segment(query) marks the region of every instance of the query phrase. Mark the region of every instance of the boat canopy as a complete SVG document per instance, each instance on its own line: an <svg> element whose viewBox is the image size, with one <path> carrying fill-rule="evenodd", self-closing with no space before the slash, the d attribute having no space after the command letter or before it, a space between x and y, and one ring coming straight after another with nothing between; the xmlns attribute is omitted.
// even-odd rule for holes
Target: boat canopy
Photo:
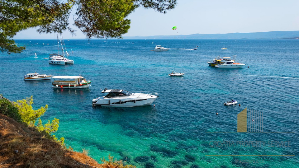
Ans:
<svg viewBox="0 0 299 168"><path fill-rule="evenodd" d="M77 79L78 78L83 78L84 77L80 76L55 76L52 77L52 78L66 78L66 79Z"/></svg>

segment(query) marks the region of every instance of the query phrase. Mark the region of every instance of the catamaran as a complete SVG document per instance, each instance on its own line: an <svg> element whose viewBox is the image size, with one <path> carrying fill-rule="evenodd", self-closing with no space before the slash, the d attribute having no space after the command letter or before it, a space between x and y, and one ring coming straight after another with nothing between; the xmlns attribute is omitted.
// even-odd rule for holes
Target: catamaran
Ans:
<svg viewBox="0 0 299 168"><path fill-rule="evenodd" d="M59 53L59 40L60 40L60 44L61 44L61 49L62 49L61 53L62 55L60 55ZM69 54L67 51L66 50L65 44L63 40L63 39L62 38L62 36L61 33L60 34L60 38L59 38L58 35L57 34L57 42L58 44L58 53L54 53L50 54L49 63L56 65L65 65L68 64L74 64L74 60L69 59ZM65 52L66 53L66 56L64 54L64 49L63 48L64 45L64 48L65 49Z"/></svg>

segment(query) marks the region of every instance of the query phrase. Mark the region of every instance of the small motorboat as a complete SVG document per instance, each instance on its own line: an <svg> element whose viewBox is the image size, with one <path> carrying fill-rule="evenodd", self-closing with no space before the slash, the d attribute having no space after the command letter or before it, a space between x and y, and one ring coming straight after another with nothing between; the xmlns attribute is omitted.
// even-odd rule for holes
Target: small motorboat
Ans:
<svg viewBox="0 0 299 168"><path fill-rule="evenodd" d="M50 79L52 75L47 75L45 74L40 75L38 73L27 73L24 76L24 81L36 81L37 80L46 80Z"/></svg>
<svg viewBox="0 0 299 168"><path fill-rule="evenodd" d="M230 105L236 104L238 103L238 102L232 99L230 101L227 101L223 103L224 105Z"/></svg>
<svg viewBox="0 0 299 168"><path fill-rule="evenodd" d="M178 77L179 76L182 76L185 75L184 73L183 73L176 72L174 72L174 71L172 71L171 73L168 74L168 76L170 77Z"/></svg>
<svg viewBox="0 0 299 168"><path fill-rule="evenodd" d="M93 105L103 107L135 107L151 104L158 97L157 93L130 92L122 89L107 89L101 92L106 96L93 99Z"/></svg>

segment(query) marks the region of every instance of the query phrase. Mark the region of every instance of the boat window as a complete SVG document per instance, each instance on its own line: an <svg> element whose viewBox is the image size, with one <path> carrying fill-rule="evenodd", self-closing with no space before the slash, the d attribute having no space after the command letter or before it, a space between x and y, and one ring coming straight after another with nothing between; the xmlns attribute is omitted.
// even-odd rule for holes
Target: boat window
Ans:
<svg viewBox="0 0 299 168"><path fill-rule="evenodd" d="M131 93L125 90L123 91L122 91L121 92L121 93L124 94L126 96L129 96L131 95Z"/></svg>
<svg viewBox="0 0 299 168"><path fill-rule="evenodd" d="M117 96L113 92L109 92L107 95L106 95L105 97L116 97L116 96Z"/></svg>

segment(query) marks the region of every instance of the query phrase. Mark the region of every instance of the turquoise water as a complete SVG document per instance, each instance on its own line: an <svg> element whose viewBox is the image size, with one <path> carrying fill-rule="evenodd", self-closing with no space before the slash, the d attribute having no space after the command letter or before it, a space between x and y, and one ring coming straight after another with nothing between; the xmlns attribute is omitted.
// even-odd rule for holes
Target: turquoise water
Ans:
<svg viewBox="0 0 299 168"><path fill-rule="evenodd" d="M33 95L36 109L48 104L44 123L59 119L55 135L64 137L75 151L88 150L99 162L111 154L139 168L298 167L299 41L105 41L65 40L75 63L61 66L43 59L57 52L57 40L16 40L27 47L21 54L0 55L0 78L6 85L0 93L13 101ZM156 45L171 49L150 51ZM196 46L197 50L178 49ZM224 46L228 49L221 49ZM237 62L246 64L243 68L217 68L206 63L218 56L234 55ZM172 70L186 75L169 77ZM81 74L91 80L91 86L53 89L49 81L23 80L26 73L35 72ZM93 107L93 99L104 96L100 89L106 87L157 92L159 97L155 107ZM230 99L241 106L223 105ZM237 115L245 107L263 112L264 132L295 133L206 132L236 132ZM291 145L211 146L211 141L289 141ZM207 156L215 155L295 156ZM236 161L245 160L260 161Z"/></svg>

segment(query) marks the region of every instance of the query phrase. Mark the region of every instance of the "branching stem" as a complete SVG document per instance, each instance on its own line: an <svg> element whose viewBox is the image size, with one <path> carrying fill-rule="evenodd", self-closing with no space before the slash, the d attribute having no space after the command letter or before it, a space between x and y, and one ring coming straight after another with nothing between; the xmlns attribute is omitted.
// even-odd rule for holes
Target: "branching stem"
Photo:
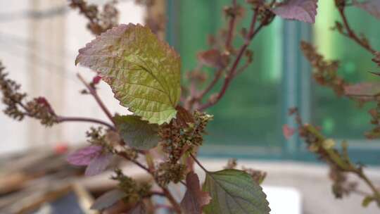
---
### ZIEL DER AUFGABE
Bitte wandeln Sie alle Zeilen oben in eine nummerierte Liste um und lassen Sie die Leerzeilen weg. Die Bilder kommen in der Antwort nicht vor.

### LÖSUNG
1. segment(query) marks the region of every instance of the query phrase. Mark the region of every instance of the boat canopy as a complete SVG document per instance, each instance on its own line: an <svg> element whose viewBox is the image size, with one <path> carrying fill-rule="evenodd", self-closing with no space before the slash, the d attribute having no space after the command letter or before it, a space between x and y, and one ring coming straight after another with nothing between; the xmlns attribute is omitted.
2. // even-odd rule for holes
3. Target: boat canopy
4. Photo:
5. Ans:
6. <svg viewBox="0 0 299 168"><path fill-rule="evenodd" d="M77 79L78 78L83 78L84 77L80 76L55 76L52 77L52 78L66 78L66 79Z"/></svg>
7. segment(query) marks the region of every instance of the query phrase. Mark the region of every instance of the catamaran as a complete SVG document per instance, each instance on its own line: an <svg> element whose viewBox is the image size, with one <path> carrying fill-rule="evenodd", self-closing with no space before the slash, the d attribute having no space after the command letter or before it, a space between x and y, and one ring coming straight after another with nothing between; the xmlns attribute is omitted.
8. // even-odd rule for holes
9. Target: catamaran
10. Ans:
11. <svg viewBox="0 0 299 168"><path fill-rule="evenodd" d="M59 53L59 40L60 40L60 44L61 44L61 49L62 49L61 53L62 55L60 55ZM69 54L67 51L66 50L65 44L63 40L63 39L62 38L62 36L61 33L60 34L60 38L59 38L58 35L57 34L57 42L58 44L58 53L54 53L50 54L49 63L56 65L65 65L68 64L74 64L74 60L69 59ZM65 52L66 53L66 56L64 54L64 49L63 48L64 45L64 48L65 49Z"/></svg>
12. segment(query) marks the region of every instance of the query phrase. Mark the region of every instance of the small motorboat as a complete SVG document per instance, each instance on its own line: an <svg> element whose viewBox is the image size, with one <path> carrying fill-rule="evenodd", self-closing with no space before the slash, the d attribute having no space after the command letter or before it, a space between x and y, and one ring coming straight after another with nothing between; the xmlns attribute is omitted.
13. // even-odd rule for holes
14. Target: small motorboat
15. Ans:
16. <svg viewBox="0 0 299 168"><path fill-rule="evenodd" d="M50 79L52 75L47 75L45 74L40 75L38 73L27 73L24 76L24 81L36 81L37 80L46 80Z"/></svg>
17. <svg viewBox="0 0 299 168"><path fill-rule="evenodd" d="M230 105L236 104L238 103L238 102L232 99L230 101L227 101L223 103L224 105Z"/></svg>
18. <svg viewBox="0 0 299 168"><path fill-rule="evenodd" d="M178 77L179 76L182 76L185 75L184 73L183 73L176 72L174 72L174 71L172 71L171 73L168 74L168 76L170 77Z"/></svg>
19. <svg viewBox="0 0 299 168"><path fill-rule="evenodd" d="M93 105L103 107L135 107L151 104L158 97L157 93L130 92L122 89L107 89L101 92L106 96L93 99Z"/></svg>
20. segment(query) marks the region of every instance of the query phrase. Mark the region of every instance of the boat window as a complete SVG document per instance, each instance on its own line: an <svg> element whose viewBox is the image size, with one <path> carrying fill-rule="evenodd", self-closing with no space before the slash, the d attribute having no space after the command letter or before it, a space between x and y, and one ring coming straight after another with nothing between; the xmlns attribute is omitted.
21. // even-odd rule for holes
22. Target: boat window
23. Ans:
24. <svg viewBox="0 0 299 168"><path fill-rule="evenodd" d="M131 93L125 90L123 91L122 91L121 92L121 93L124 94L126 96L129 96L131 95Z"/></svg>
25. <svg viewBox="0 0 299 168"><path fill-rule="evenodd" d="M117 96L113 92L109 92L107 95L106 95L105 97L116 97L116 96Z"/></svg>
26. segment(query) marks the region of every instance of the query phrase. Mark the region of every instance of the turquoise water as a complete SVG document per instance, each instance on its own line: an <svg> element whose viewBox is the image size, with one <path> carrying fill-rule="evenodd", self-closing with no space before the slash, the d attribute having no space after the command letter or before it, a space between x and y, and one ring coming straight after another with nothing between; the xmlns attribute is omitted.
27. // even-odd rule for holes
28. Target: turquoise water
29. Ans:
30. <svg viewBox="0 0 299 168"><path fill-rule="evenodd" d="M33 95L36 109L48 104L44 123L59 119L55 135L64 137L75 151L88 150L99 162L111 154L139 168L298 167L299 41L105 41L65 40L75 63L61 66L43 59L57 52L57 40L16 40L27 47L21 54L0 55L0 78L6 85L0 93L13 101ZM156 45L171 49L150 51ZM196 46L197 50L178 49ZM224 46L228 49L221 49ZM237 62L246 64L243 68L217 68L206 63L218 56L234 55ZM172 70L186 75L169 77ZM81 74L91 80L91 86L53 89L49 81L23 80L26 73L35 72ZM93 107L93 99L104 96L100 89L106 87L157 92L159 97L155 107ZM230 99L241 106L223 105ZM237 115L245 107L263 112L264 132L295 133L206 132L236 132ZM291 145L211 146L211 141L289 141ZM207 156L215 155L295 156ZM236 161L245 160L260 161Z"/></svg>
31. segment(query) marks the region of every instance of the query phrase. Mark the region of every instance of the "branching stem" as a complete SVG document per instance, each instance on its own line: an <svg> element whose viewBox is the image size, with one <path> carrying fill-rule="evenodd", self-closing with no space before the slash, the d attribute having no space after the command letter or before it, a space between x and y, and one ring coming straight after another with nothing between; the xmlns attribute is omitted.
32. // even-odd rule for holes
33. Target: "branching stem"
34. Photo:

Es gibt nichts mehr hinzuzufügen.